======== RECORDS TO USE ========

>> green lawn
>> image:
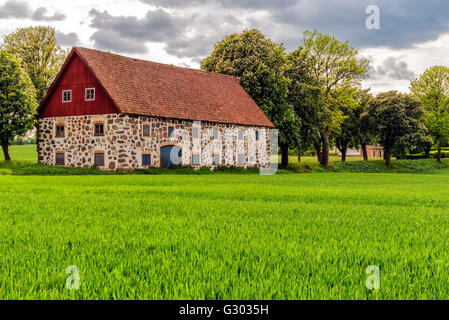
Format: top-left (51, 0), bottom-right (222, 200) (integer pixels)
top-left (1, 144), bottom-right (37, 162)
top-left (2, 145), bottom-right (449, 299)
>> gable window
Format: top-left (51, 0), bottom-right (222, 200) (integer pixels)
top-left (192, 127), bottom-right (199, 139)
top-left (55, 124), bottom-right (65, 138)
top-left (142, 154), bottom-right (151, 166)
top-left (94, 152), bottom-right (105, 167)
top-left (213, 154), bottom-right (220, 165)
top-left (94, 123), bottom-right (104, 136)
top-left (55, 152), bottom-right (65, 166)
top-left (192, 154), bottom-right (200, 165)
top-left (168, 125), bottom-right (175, 138)
top-left (238, 154), bottom-right (245, 164)
top-left (85, 88), bottom-right (95, 101)
top-left (238, 130), bottom-right (243, 140)
top-left (255, 130), bottom-right (259, 141)
top-left (143, 124), bottom-right (150, 137)
top-left (213, 128), bottom-right (218, 140)
top-left (62, 90), bottom-right (71, 103)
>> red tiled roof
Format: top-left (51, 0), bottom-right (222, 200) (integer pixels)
top-left (74, 47), bottom-right (273, 127)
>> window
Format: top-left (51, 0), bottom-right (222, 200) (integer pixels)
top-left (94, 123), bottom-right (104, 136)
top-left (55, 124), bottom-right (65, 138)
top-left (255, 130), bottom-right (259, 141)
top-left (238, 130), bottom-right (243, 140)
top-left (213, 154), bottom-right (220, 165)
top-left (142, 154), bottom-right (151, 166)
top-left (238, 154), bottom-right (245, 164)
top-left (213, 129), bottom-right (218, 140)
top-left (85, 88), bottom-right (95, 101)
top-left (62, 90), bottom-right (71, 103)
top-left (143, 124), bottom-right (150, 137)
top-left (94, 152), bottom-right (105, 167)
top-left (55, 152), bottom-right (65, 165)
top-left (192, 154), bottom-right (200, 165)
top-left (192, 127), bottom-right (199, 139)
top-left (168, 126), bottom-right (175, 138)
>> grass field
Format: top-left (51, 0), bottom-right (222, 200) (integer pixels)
top-left (1, 145), bottom-right (449, 299)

========

Hand back the data exactly as it appears, with all pictures cut.

>> green lawn
>> image:
Format: top-left (51, 0), bottom-right (222, 200) (integer pixels)
top-left (1, 144), bottom-right (37, 162)
top-left (2, 145), bottom-right (449, 299)
>> gable window
Format: top-left (51, 0), bottom-right (222, 200) (integer pixels)
top-left (192, 127), bottom-right (199, 139)
top-left (55, 124), bottom-right (65, 138)
top-left (142, 154), bottom-right (151, 166)
top-left (94, 152), bottom-right (105, 167)
top-left (213, 154), bottom-right (220, 165)
top-left (94, 123), bottom-right (104, 136)
top-left (55, 152), bottom-right (65, 166)
top-left (192, 154), bottom-right (200, 165)
top-left (168, 125), bottom-right (175, 138)
top-left (238, 154), bottom-right (245, 164)
top-left (85, 88), bottom-right (95, 101)
top-left (238, 130), bottom-right (243, 140)
top-left (255, 130), bottom-right (259, 141)
top-left (143, 124), bottom-right (150, 137)
top-left (213, 128), bottom-right (218, 140)
top-left (62, 90), bottom-right (71, 103)
>> red tiled roof
Format: top-left (51, 0), bottom-right (222, 200) (integer pixels)
top-left (74, 47), bottom-right (273, 127)
>> window
Format: top-left (51, 0), bottom-right (222, 200) (integer pixels)
top-left (94, 123), bottom-right (104, 136)
top-left (55, 124), bottom-right (65, 138)
top-left (255, 130), bottom-right (259, 141)
top-left (238, 130), bottom-right (243, 140)
top-left (213, 154), bottom-right (220, 165)
top-left (142, 154), bottom-right (151, 166)
top-left (238, 154), bottom-right (245, 164)
top-left (213, 129), bottom-right (218, 140)
top-left (85, 88), bottom-right (95, 101)
top-left (62, 90), bottom-right (71, 103)
top-left (143, 124), bottom-right (150, 137)
top-left (94, 152), bottom-right (105, 167)
top-left (55, 152), bottom-right (65, 165)
top-left (192, 154), bottom-right (200, 165)
top-left (192, 127), bottom-right (199, 139)
top-left (168, 126), bottom-right (175, 138)
>> grass field
Format: top-left (51, 0), bottom-right (222, 200) (integer pixels)
top-left (1, 145), bottom-right (449, 299)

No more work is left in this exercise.